» **What is needed**
Every line in the data below that includes "pink" belongs in the answer, copied as it stands.

» **Provided records**
================

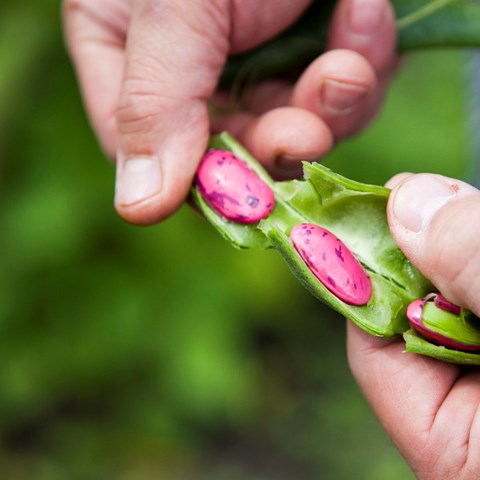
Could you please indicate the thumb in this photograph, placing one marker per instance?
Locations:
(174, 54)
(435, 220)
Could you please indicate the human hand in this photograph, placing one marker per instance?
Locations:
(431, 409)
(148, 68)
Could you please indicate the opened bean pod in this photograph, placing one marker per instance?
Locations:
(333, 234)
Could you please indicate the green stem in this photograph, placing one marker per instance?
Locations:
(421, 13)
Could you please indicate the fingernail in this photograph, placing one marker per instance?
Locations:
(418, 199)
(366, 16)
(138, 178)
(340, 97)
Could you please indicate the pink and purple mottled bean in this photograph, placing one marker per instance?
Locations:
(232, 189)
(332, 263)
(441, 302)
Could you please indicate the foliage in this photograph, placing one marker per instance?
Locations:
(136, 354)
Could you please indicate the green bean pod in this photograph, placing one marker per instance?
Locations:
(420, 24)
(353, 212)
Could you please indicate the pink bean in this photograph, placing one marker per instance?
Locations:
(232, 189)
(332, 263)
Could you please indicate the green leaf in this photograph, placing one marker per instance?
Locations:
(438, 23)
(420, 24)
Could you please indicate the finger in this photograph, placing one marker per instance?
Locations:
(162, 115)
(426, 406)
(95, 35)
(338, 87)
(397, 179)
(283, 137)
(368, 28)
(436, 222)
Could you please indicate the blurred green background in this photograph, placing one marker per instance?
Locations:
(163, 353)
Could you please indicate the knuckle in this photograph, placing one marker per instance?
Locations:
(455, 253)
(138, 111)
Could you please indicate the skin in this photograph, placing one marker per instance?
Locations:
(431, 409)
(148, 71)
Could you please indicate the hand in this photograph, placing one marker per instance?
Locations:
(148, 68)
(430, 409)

================

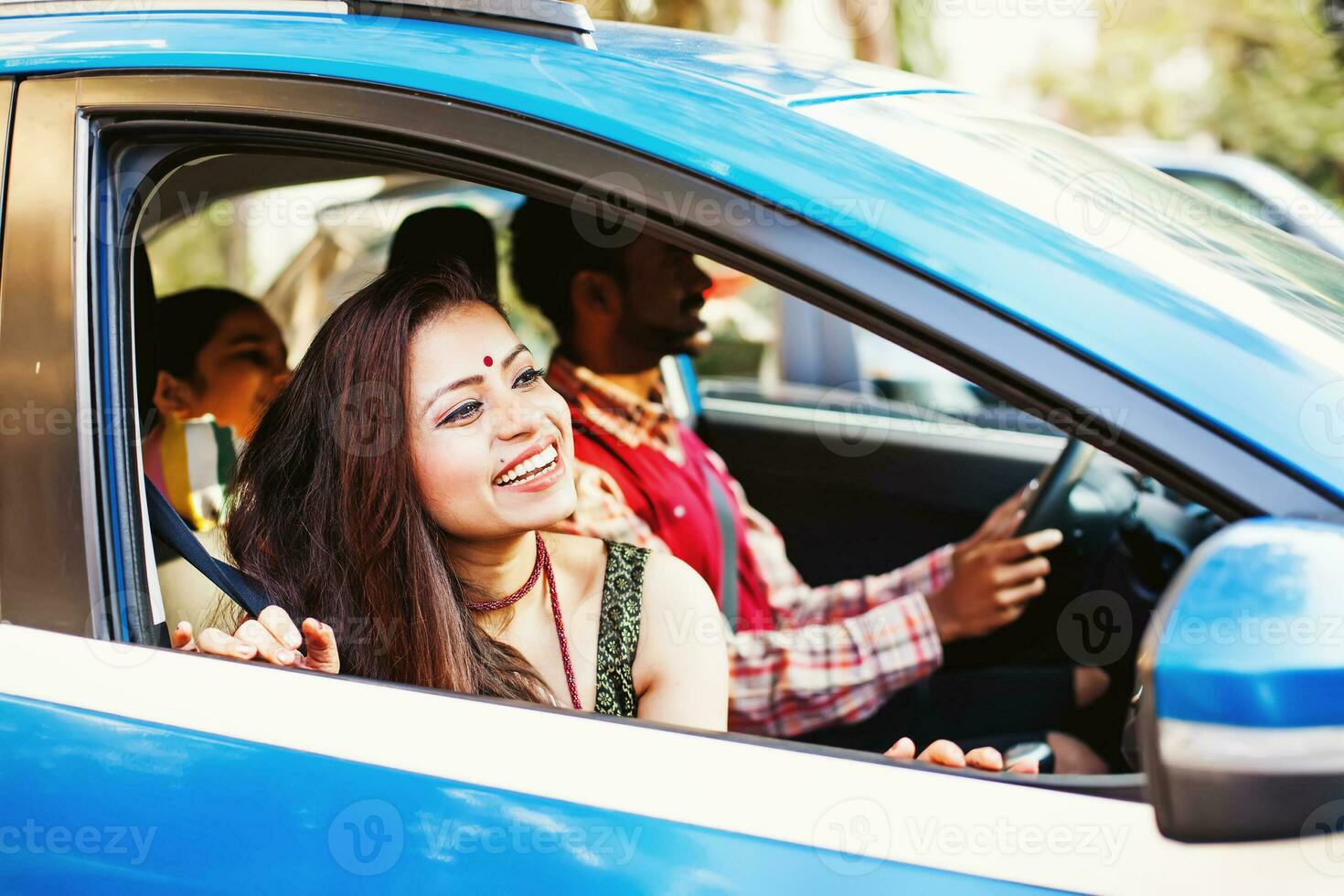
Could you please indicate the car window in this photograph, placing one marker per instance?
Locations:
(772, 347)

================

» **Reply to the task**
Could you please indicate the pink and purple mottled bean in this photograph, placing one marker per instance?
Could you please indicate the pink bean in this photograph, placing one marker per instance?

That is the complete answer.